==== Data section
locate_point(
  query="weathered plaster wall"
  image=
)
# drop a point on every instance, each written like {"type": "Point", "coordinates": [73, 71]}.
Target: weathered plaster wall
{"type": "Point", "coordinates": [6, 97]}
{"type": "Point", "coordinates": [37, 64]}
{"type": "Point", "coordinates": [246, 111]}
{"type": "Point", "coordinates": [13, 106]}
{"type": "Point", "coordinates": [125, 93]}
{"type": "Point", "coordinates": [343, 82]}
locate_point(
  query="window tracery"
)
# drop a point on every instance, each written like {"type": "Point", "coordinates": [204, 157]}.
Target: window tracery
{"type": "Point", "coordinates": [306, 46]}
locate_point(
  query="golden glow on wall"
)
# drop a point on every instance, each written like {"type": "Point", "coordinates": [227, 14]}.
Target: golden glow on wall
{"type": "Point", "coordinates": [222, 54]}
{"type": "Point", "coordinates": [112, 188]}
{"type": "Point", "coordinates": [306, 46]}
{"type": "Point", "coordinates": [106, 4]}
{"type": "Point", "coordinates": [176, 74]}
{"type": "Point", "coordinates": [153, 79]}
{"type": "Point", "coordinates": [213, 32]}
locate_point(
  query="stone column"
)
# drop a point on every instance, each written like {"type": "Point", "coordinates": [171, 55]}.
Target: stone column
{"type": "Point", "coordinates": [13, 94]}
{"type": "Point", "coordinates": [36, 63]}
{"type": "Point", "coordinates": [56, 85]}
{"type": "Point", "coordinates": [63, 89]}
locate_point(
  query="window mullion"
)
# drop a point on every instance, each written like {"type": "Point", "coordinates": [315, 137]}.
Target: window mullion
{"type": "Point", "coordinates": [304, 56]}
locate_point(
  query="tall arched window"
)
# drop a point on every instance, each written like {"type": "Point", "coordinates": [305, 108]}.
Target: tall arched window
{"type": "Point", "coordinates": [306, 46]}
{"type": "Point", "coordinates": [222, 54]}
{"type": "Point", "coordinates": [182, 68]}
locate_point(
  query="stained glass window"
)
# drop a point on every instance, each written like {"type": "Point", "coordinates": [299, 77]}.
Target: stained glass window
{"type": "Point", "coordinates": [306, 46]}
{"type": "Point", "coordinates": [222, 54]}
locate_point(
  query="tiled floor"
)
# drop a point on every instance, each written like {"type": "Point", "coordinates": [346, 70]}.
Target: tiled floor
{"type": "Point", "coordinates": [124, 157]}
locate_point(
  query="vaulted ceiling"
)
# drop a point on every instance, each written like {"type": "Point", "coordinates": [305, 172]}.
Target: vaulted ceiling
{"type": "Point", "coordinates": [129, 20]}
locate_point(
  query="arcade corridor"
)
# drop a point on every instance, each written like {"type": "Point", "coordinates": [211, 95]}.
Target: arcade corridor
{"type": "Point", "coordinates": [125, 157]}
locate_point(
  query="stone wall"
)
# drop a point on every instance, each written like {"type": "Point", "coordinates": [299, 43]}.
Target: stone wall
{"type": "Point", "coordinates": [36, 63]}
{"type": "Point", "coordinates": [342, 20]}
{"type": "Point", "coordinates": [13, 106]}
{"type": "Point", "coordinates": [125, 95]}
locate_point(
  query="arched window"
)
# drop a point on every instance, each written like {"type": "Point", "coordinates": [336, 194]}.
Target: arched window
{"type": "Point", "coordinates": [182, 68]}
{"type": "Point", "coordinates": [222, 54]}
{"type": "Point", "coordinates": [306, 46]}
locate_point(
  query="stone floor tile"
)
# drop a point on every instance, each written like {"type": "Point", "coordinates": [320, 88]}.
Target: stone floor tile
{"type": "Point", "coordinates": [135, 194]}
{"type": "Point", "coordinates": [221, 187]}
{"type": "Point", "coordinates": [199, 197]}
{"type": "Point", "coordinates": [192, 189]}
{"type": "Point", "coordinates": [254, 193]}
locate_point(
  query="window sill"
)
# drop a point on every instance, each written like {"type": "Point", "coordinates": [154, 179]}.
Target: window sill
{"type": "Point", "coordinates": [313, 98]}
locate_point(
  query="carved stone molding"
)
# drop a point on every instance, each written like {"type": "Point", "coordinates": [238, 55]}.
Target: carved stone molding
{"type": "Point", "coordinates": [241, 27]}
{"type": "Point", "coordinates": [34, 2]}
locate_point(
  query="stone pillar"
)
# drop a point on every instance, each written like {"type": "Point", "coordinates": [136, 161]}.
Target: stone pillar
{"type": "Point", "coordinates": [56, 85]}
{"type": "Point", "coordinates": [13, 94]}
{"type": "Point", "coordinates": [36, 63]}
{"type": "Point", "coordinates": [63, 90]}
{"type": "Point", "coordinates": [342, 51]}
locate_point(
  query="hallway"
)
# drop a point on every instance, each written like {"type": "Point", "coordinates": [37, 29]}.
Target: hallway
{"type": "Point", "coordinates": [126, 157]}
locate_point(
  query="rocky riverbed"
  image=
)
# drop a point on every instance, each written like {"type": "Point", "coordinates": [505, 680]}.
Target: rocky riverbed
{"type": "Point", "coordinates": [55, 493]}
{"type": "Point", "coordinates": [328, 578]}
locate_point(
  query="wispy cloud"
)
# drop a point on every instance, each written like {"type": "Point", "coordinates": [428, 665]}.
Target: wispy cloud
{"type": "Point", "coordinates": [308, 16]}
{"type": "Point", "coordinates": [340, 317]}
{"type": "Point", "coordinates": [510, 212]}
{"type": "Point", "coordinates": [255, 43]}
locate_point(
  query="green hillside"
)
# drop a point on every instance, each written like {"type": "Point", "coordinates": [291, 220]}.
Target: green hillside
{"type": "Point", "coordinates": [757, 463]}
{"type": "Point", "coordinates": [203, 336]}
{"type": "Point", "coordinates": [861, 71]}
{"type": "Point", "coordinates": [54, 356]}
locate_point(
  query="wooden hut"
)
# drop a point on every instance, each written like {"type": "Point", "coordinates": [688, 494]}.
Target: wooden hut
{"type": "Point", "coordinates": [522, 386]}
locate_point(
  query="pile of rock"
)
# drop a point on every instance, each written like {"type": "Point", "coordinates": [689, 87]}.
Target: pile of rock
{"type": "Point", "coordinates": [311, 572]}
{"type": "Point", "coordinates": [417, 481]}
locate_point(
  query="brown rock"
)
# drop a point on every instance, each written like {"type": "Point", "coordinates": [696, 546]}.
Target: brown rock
========
_What to do_
Write the data out again in full and exactly.

_Worked answer_
locate_point(
  query="weathered plaster wall"
  image=
)
# drop a point on every instance, each written like {"type": "Point", "coordinates": [73, 71]}.
Target: weathered plaster wall
{"type": "Point", "coordinates": [6, 97]}
{"type": "Point", "coordinates": [37, 64]}
{"type": "Point", "coordinates": [246, 111]}
{"type": "Point", "coordinates": [13, 106]}
{"type": "Point", "coordinates": [125, 93]}
{"type": "Point", "coordinates": [343, 82]}
locate_point(
  query="window tracery"
)
# drop a point on every instance, each written like {"type": "Point", "coordinates": [204, 157]}.
Target: window tracery
{"type": "Point", "coordinates": [306, 46]}
locate_point(
  query="golden glow on wall"
)
# drop a point on every instance, each written like {"type": "Point", "coordinates": [227, 14]}.
Target: golden glow on wall
{"type": "Point", "coordinates": [222, 54]}
{"type": "Point", "coordinates": [112, 188]}
{"type": "Point", "coordinates": [306, 46]}
{"type": "Point", "coordinates": [106, 4]}
{"type": "Point", "coordinates": [176, 74]}
{"type": "Point", "coordinates": [153, 79]}
{"type": "Point", "coordinates": [213, 32]}
locate_point(
  query="stone column"
)
# drop a point on every instance, each written like {"type": "Point", "coordinates": [171, 55]}.
Target: stone column
{"type": "Point", "coordinates": [13, 94]}
{"type": "Point", "coordinates": [36, 63]}
{"type": "Point", "coordinates": [56, 85]}
{"type": "Point", "coordinates": [63, 89]}
locate_point(
  query="window mullion"
)
# drop a point on every instance, each written like {"type": "Point", "coordinates": [315, 137]}.
Target: window mullion
{"type": "Point", "coordinates": [304, 56]}
locate_point(
  query="tall arched window"
)
# drop a point on every instance, each written like {"type": "Point", "coordinates": [305, 108]}.
Target: tall arched window
{"type": "Point", "coordinates": [306, 46]}
{"type": "Point", "coordinates": [222, 54]}
{"type": "Point", "coordinates": [182, 68]}
locate_point(
  query="stained glass window"
)
# drop a point on every instance, each written like {"type": "Point", "coordinates": [299, 77]}.
Target: stained glass window
{"type": "Point", "coordinates": [306, 46]}
{"type": "Point", "coordinates": [222, 54]}
locate_point(
  query="tiled floor"
)
# drop a point on every instance, each written like {"type": "Point", "coordinates": [346, 70]}.
Target: tiled floor
{"type": "Point", "coordinates": [124, 157]}
locate_point(
  query="vaulted ceiling"
)
# drop a point on every instance, each written like {"type": "Point", "coordinates": [305, 172]}.
Target: vaulted ceiling
{"type": "Point", "coordinates": [129, 20]}
locate_point(
  query="arcade corridor"
)
# drop a point on every instance, each written like {"type": "Point", "coordinates": [211, 95]}.
Target: arcade corridor
{"type": "Point", "coordinates": [125, 157]}
locate_point(
  query="stone wall"
)
# drop a point on every instance, each written like {"type": "Point", "coordinates": [299, 43]}.
Target: stone wall
{"type": "Point", "coordinates": [36, 63]}
{"type": "Point", "coordinates": [342, 20]}
{"type": "Point", "coordinates": [13, 106]}
{"type": "Point", "coordinates": [125, 95]}
locate_point(
  query="arched window"
)
# drop a point on every instance, each written like {"type": "Point", "coordinates": [336, 194]}.
Target: arched window
{"type": "Point", "coordinates": [182, 68]}
{"type": "Point", "coordinates": [222, 54]}
{"type": "Point", "coordinates": [306, 46]}
locate_point(
  query="stone floor tile"
)
# drop a point on every instance, each written like {"type": "Point", "coordinates": [320, 88]}.
Target: stone floor tile
{"type": "Point", "coordinates": [135, 194]}
{"type": "Point", "coordinates": [221, 187]}
{"type": "Point", "coordinates": [199, 197]}
{"type": "Point", "coordinates": [192, 189]}
{"type": "Point", "coordinates": [254, 193]}
locate_point(
  query="window sill"
)
# drop a point on every instance, each written like {"type": "Point", "coordinates": [154, 179]}.
Target: window sill
{"type": "Point", "coordinates": [313, 98]}
locate_point(
  query="carved stone molding"
)
# drop a point on every instance, each written like {"type": "Point", "coordinates": [238, 55]}.
Target: carved stone molding
{"type": "Point", "coordinates": [241, 27]}
{"type": "Point", "coordinates": [34, 2]}
locate_point(
  query="stone pillar"
)
# drop a point on every instance, each written like {"type": "Point", "coordinates": [136, 161]}.
Target: stone pillar
{"type": "Point", "coordinates": [56, 85]}
{"type": "Point", "coordinates": [13, 94]}
{"type": "Point", "coordinates": [36, 63]}
{"type": "Point", "coordinates": [63, 90]}
{"type": "Point", "coordinates": [342, 51]}
locate_point(
  query="hallway"
)
# drop a point on every instance, each written like {"type": "Point", "coordinates": [37, 29]}.
Target: hallway
{"type": "Point", "coordinates": [126, 157]}
locate_point(
  query="rocky riverbed"
  image=
)
# drop a point on every instance, each written like {"type": "Point", "coordinates": [505, 680]}.
Target: rocky riverbed
{"type": "Point", "coordinates": [55, 493]}
{"type": "Point", "coordinates": [328, 578]}
locate_point(
  query="wispy cloud"
)
# drop a point on every instance, each written like {"type": "Point", "coordinates": [428, 665]}.
Target: wispy cloud
{"type": "Point", "coordinates": [308, 16]}
{"type": "Point", "coordinates": [340, 317]}
{"type": "Point", "coordinates": [510, 212]}
{"type": "Point", "coordinates": [255, 43]}
locate_point(
  query="green hillside"
)
# drop a point on every instance, each written like {"type": "Point", "coordinates": [291, 220]}.
Target: green hillside
{"type": "Point", "coordinates": [757, 463]}
{"type": "Point", "coordinates": [203, 336]}
{"type": "Point", "coordinates": [861, 71]}
{"type": "Point", "coordinates": [54, 356]}
locate_point(
  query="wooden hut"
)
# drop a point on every instance, each written like {"type": "Point", "coordinates": [688, 494]}.
Target: wooden hut
{"type": "Point", "coordinates": [522, 386]}
locate_point(
  query="pile of rock"
)
# drop a point on every instance, each written like {"type": "Point", "coordinates": [689, 87]}.
Target: pile of rock
{"type": "Point", "coordinates": [311, 572]}
{"type": "Point", "coordinates": [417, 481]}
locate_point(
  query="brown rock"
)
# drop a point on every instance, each written like {"type": "Point", "coordinates": [696, 546]}.
Target: brown rock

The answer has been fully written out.